## ABOUT THIS TASK
Only the lines from the one containing "For each instance of the parked car, place" to the end of the entries should be written out, each exactly as it stands, both ends included.

## WORKING DATA

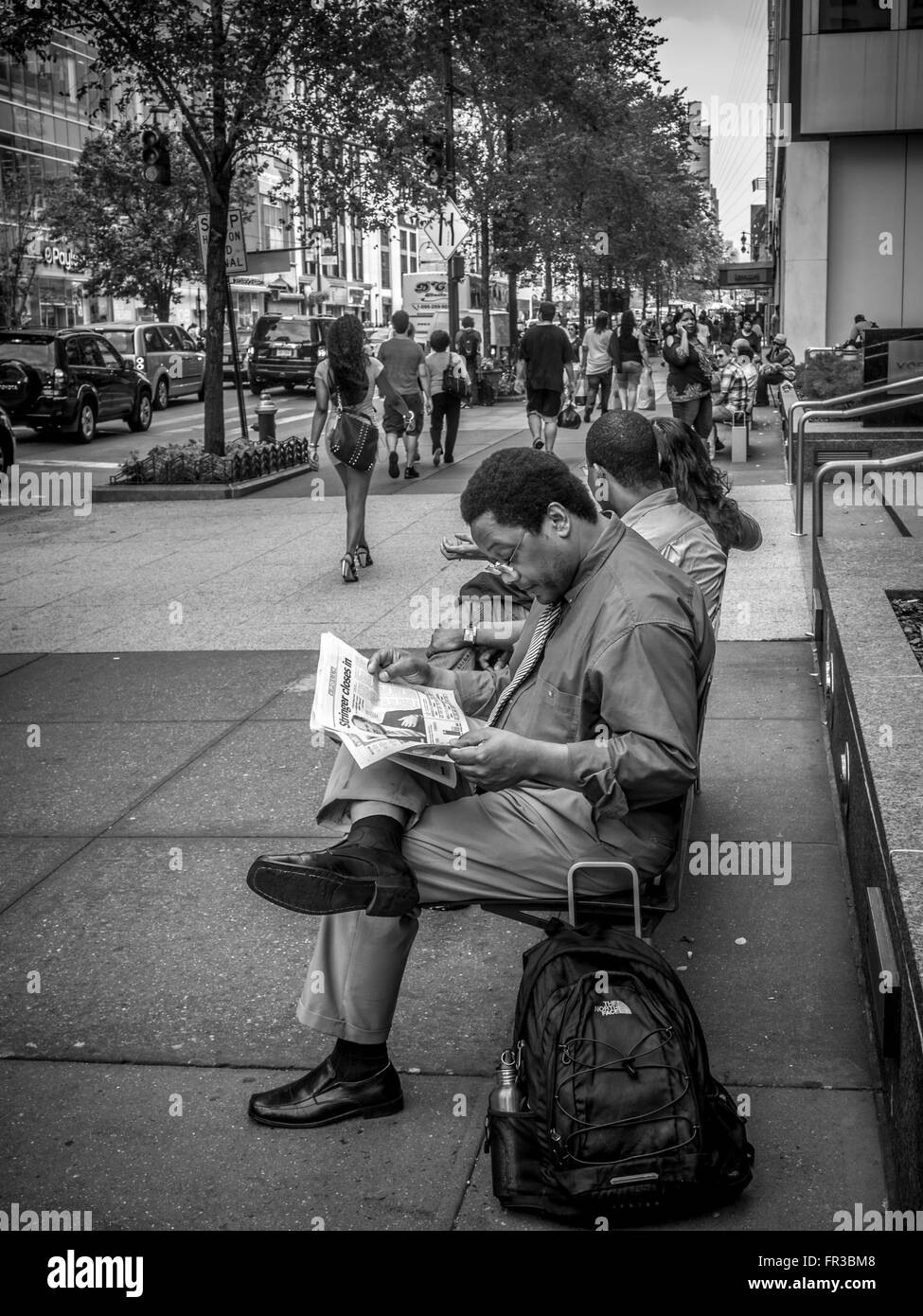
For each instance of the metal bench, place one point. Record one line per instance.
(642, 910)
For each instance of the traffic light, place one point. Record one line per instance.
(155, 155)
(434, 158)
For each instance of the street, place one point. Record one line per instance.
(181, 421)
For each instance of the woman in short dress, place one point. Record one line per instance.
(689, 381)
(350, 374)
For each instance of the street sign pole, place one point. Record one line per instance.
(451, 162)
(239, 381)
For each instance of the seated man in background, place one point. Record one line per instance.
(780, 365)
(623, 449)
(582, 748)
(630, 482)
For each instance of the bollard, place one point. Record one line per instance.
(266, 411)
(740, 434)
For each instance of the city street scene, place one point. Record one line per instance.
(461, 631)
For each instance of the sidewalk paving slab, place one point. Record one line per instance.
(145, 964)
(107, 1143)
(83, 776)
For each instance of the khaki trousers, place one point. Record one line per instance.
(514, 843)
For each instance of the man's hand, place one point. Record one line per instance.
(445, 641)
(460, 546)
(492, 758)
(401, 667)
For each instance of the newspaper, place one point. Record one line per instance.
(378, 720)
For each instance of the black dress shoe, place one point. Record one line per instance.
(322, 1097)
(346, 877)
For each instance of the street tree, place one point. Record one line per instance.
(137, 239)
(224, 74)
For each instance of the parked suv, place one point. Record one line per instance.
(67, 380)
(286, 350)
(165, 353)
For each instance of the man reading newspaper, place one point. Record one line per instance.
(581, 749)
(376, 720)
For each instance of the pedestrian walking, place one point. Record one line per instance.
(689, 381)
(754, 337)
(468, 345)
(780, 366)
(443, 405)
(737, 387)
(596, 365)
(545, 355)
(350, 377)
(403, 365)
(630, 355)
(703, 487)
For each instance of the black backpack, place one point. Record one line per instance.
(469, 341)
(622, 1117)
(453, 385)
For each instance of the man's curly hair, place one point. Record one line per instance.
(518, 485)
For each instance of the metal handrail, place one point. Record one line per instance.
(892, 404)
(879, 463)
(832, 401)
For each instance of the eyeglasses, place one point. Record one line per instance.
(507, 567)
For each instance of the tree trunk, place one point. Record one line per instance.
(216, 293)
(485, 282)
(514, 313)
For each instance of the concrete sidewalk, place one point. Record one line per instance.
(145, 762)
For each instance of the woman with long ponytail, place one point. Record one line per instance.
(350, 377)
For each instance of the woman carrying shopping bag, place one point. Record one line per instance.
(630, 355)
(445, 384)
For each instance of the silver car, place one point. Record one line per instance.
(162, 351)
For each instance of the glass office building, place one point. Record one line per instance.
(43, 128)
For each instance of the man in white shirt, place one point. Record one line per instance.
(596, 365)
(623, 449)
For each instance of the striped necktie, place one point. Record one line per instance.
(545, 625)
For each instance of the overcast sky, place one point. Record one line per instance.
(718, 47)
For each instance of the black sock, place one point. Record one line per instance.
(354, 1061)
(377, 832)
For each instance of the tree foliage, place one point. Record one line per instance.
(225, 74)
(135, 237)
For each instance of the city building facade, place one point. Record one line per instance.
(44, 125)
(845, 165)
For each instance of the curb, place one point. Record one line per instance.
(164, 492)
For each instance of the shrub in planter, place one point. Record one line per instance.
(189, 463)
(829, 377)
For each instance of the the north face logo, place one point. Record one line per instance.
(612, 1007)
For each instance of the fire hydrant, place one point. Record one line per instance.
(266, 411)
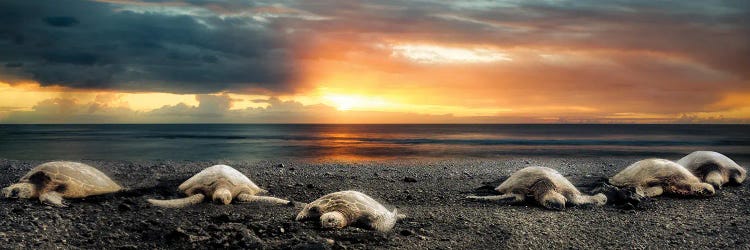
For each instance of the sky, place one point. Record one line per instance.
(553, 61)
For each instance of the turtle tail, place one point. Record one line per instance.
(178, 203)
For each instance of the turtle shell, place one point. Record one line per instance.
(70, 179)
(208, 179)
(522, 180)
(352, 204)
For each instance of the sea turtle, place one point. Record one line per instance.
(53, 181)
(344, 208)
(546, 185)
(713, 168)
(221, 183)
(652, 177)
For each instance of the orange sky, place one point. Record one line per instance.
(383, 63)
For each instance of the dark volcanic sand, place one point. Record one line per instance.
(438, 216)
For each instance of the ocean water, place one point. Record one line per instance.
(353, 142)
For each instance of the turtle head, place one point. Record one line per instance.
(703, 189)
(223, 196)
(715, 178)
(738, 176)
(19, 190)
(333, 220)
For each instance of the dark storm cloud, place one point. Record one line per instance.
(93, 45)
(209, 46)
(61, 21)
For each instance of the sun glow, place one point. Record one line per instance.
(354, 102)
(432, 54)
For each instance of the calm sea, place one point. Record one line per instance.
(270, 141)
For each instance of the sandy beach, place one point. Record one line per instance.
(429, 191)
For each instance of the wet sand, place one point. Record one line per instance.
(429, 191)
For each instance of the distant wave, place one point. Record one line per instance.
(519, 142)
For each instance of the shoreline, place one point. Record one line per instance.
(438, 215)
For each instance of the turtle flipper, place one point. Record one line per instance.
(52, 198)
(178, 203)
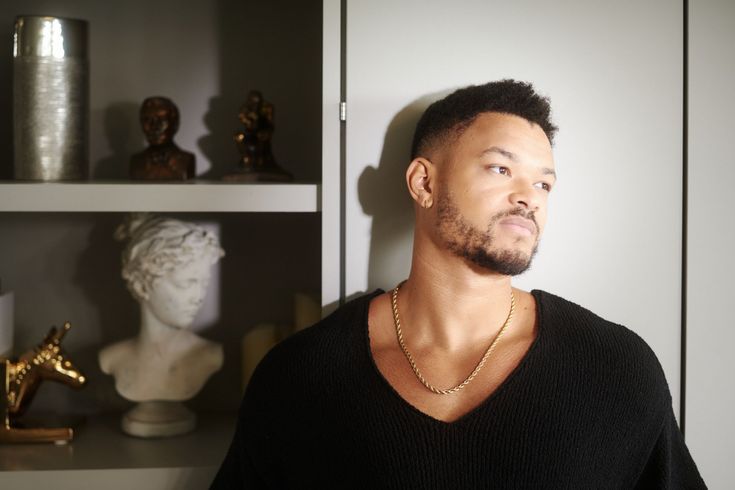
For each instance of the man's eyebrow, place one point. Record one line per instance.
(512, 157)
(507, 154)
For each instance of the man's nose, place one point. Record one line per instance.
(524, 195)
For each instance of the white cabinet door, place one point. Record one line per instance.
(710, 392)
(613, 71)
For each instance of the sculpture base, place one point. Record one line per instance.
(16, 435)
(158, 419)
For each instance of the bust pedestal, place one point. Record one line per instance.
(158, 419)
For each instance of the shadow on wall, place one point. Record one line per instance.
(272, 47)
(124, 137)
(383, 196)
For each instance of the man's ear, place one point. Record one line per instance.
(420, 181)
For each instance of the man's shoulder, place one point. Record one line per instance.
(329, 343)
(611, 350)
(569, 319)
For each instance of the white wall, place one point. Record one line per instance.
(613, 72)
(710, 427)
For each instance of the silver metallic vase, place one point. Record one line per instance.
(50, 98)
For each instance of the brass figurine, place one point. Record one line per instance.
(254, 143)
(22, 379)
(162, 160)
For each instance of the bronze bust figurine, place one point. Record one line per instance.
(162, 160)
(254, 143)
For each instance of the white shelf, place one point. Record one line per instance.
(192, 196)
(101, 452)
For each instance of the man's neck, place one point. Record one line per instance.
(447, 305)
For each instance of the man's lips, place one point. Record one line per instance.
(521, 225)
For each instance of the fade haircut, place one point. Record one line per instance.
(449, 117)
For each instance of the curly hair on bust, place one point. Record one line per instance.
(157, 245)
(450, 116)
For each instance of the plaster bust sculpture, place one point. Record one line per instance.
(162, 160)
(167, 265)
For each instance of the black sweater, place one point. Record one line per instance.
(588, 407)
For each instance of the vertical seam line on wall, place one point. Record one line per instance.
(685, 208)
(342, 152)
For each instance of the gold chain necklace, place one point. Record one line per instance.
(438, 391)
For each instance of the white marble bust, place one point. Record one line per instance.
(167, 265)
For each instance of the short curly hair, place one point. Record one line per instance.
(454, 113)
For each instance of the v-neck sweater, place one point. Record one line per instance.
(588, 407)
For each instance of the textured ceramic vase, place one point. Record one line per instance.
(50, 98)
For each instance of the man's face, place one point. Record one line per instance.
(492, 188)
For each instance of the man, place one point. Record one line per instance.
(455, 379)
(163, 159)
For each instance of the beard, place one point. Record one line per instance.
(476, 246)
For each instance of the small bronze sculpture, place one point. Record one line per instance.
(254, 143)
(22, 379)
(162, 160)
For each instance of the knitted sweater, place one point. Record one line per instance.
(588, 407)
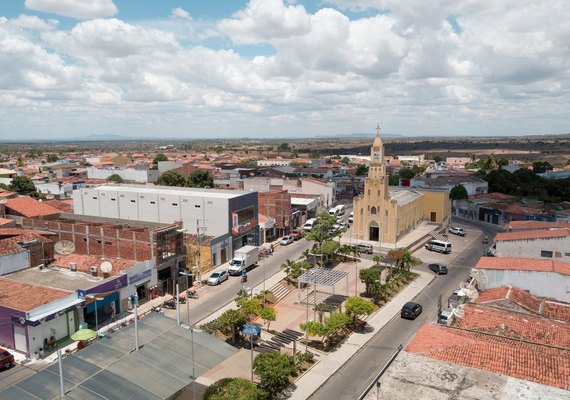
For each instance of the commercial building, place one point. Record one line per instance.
(227, 217)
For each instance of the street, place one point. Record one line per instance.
(350, 381)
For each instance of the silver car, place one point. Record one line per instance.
(217, 277)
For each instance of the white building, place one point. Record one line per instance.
(545, 278)
(273, 162)
(128, 174)
(549, 243)
(228, 216)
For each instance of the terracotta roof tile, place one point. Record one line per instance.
(26, 296)
(533, 362)
(518, 225)
(524, 264)
(529, 235)
(29, 207)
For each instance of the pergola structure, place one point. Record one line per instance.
(321, 276)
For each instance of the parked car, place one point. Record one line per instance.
(364, 248)
(439, 269)
(217, 277)
(411, 310)
(457, 231)
(296, 234)
(6, 359)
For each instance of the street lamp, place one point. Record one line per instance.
(92, 296)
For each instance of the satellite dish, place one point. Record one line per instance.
(64, 247)
(106, 267)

## ANSWER AREA
For each instance of the parked car, place one point. Record one line per instance.
(364, 248)
(439, 269)
(217, 277)
(411, 310)
(457, 231)
(296, 234)
(6, 359)
For each instance of the street lamp, place one point. Record one line per instance.
(92, 296)
For each instance of the satellite dish, place one point. Record one line per instance.
(64, 247)
(106, 267)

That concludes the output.